The listing below is to be transcribed exactly.

┏━━

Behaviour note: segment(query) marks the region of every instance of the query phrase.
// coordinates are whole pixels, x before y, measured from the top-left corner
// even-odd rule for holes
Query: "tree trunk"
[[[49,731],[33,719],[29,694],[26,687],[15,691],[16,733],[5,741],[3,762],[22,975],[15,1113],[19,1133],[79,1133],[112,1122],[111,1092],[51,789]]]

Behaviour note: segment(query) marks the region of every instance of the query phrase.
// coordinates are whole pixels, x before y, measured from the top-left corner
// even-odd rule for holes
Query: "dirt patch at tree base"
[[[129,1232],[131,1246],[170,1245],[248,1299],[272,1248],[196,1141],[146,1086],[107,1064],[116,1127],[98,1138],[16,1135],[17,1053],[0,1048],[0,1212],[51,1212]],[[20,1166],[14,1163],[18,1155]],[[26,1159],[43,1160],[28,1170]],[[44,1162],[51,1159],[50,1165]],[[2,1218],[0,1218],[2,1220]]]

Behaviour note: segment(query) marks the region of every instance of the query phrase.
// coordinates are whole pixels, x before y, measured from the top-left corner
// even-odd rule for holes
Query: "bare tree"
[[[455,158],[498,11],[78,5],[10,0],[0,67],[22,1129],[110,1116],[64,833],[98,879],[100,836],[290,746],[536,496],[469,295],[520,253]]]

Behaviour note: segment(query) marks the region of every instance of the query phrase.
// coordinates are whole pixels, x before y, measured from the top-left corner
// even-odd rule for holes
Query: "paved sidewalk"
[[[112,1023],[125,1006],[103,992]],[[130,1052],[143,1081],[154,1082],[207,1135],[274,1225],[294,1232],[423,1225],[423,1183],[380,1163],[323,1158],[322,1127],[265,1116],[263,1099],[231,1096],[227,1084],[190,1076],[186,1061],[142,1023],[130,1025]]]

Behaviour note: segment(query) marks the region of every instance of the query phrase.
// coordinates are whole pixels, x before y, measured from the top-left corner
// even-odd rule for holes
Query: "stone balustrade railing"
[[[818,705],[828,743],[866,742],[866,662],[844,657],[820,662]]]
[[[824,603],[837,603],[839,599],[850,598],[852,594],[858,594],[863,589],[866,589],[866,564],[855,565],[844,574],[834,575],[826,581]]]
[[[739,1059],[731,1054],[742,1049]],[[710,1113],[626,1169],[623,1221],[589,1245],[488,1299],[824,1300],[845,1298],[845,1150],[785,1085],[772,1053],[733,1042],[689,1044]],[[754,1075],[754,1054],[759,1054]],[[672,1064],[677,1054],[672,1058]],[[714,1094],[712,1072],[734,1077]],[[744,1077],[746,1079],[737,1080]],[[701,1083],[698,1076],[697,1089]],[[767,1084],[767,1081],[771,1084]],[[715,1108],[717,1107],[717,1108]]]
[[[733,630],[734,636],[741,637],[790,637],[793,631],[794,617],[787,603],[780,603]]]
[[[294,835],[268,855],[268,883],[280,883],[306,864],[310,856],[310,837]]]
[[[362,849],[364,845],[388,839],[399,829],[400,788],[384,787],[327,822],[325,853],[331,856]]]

┗━━

■ **Expected output**:
Behaviour note: segment(query) marks the region of every instance of the query phrase.
// coordinates are whole pixels, x before y, measured from the top-left corner
// even-odd rule for holes
Query: "tree trunk"
[[[49,731],[33,719],[29,694],[26,687],[15,691],[16,733],[5,741],[3,762],[22,975],[15,1113],[19,1133],[79,1133],[112,1122],[111,1092],[51,789]]]

Behaviour note: segment(query) marks the region of every instance of the query phrase.
// coordinates are whole pixels, x before y, measured from the top-left corner
// even-odd rule for holes
Query: "dirt patch at tree base"
[[[129,1232],[131,1246],[170,1245],[248,1299],[272,1248],[196,1141],[146,1086],[107,1064],[116,1127],[98,1138],[16,1135],[17,1053],[0,1048],[0,1212],[51,1212]],[[20,1166],[14,1163],[18,1155]],[[26,1159],[43,1160],[28,1170]],[[44,1162],[51,1159],[50,1165]],[[2,1218],[0,1218],[2,1220]]]

Behaviour note: segment(query) marks the region of every instance of the query phrase.
// coordinates are whole pixels, x before y, measured from the top-left corner
// even-odd rule for holes
Query: "bare tree"
[[[455,158],[498,11],[78,5],[10,0],[0,67],[22,1129],[110,1116],[64,833],[98,879],[100,836],[290,746],[536,496],[469,295],[520,253]]]

Behaviour note: segment(query) marks the region of every instance of the query phrase.
// coordinates are whole pixels, x before y, measured from the top-left corner
// even-odd rule for holes
Query: "paved sidewalk"
[[[112,1023],[125,1006],[103,992]],[[130,1052],[143,1081],[154,1082],[207,1135],[274,1225],[294,1232],[423,1225],[423,1183],[380,1163],[323,1158],[322,1127],[265,1116],[263,1099],[231,1096],[227,1084],[190,1076],[186,1061],[142,1023],[130,1025]]]

Behaviour note: segment(query) marks the region of every instance of the query phrase.
// coordinates are whole pixels, x before y, measured from the top-left corner
// even-odd rule for holes
Query: "stone balustrade railing"
[[[818,705],[828,743],[866,742],[866,662],[844,657],[820,662]]]
[[[824,603],[837,603],[839,599],[850,598],[852,594],[858,594],[863,589],[866,589],[866,564],[855,565],[844,574],[834,575],[826,581]]]
[[[739,1059],[731,1054],[742,1049]],[[710,1113],[626,1169],[623,1221],[589,1245],[488,1299],[824,1300],[845,1298],[845,1150],[785,1085],[772,1053],[733,1042],[689,1044]],[[754,1075],[754,1054],[759,1054]],[[672,1064],[677,1054],[672,1058]],[[714,1094],[712,1072],[734,1077]],[[744,1077],[746,1079],[737,1080]],[[701,1083],[698,1076],[697,1089]],[[767,1084],[767,1081],[771,1084]],[[715,1108],[717,1107],[717,1108]]]
[[[733,630],[734,636],[741,637],[790,637],[793,631],[794,617],[787,603],[780,603]]]
[[[294,835],[268,855],[268,883],[280,883],[306,864],[310,856],[310,837]]]
[[[362,849],[364,845],[388,839],[399,829],[400,788],[384,787],[327,822],[325,853],[331,856]]]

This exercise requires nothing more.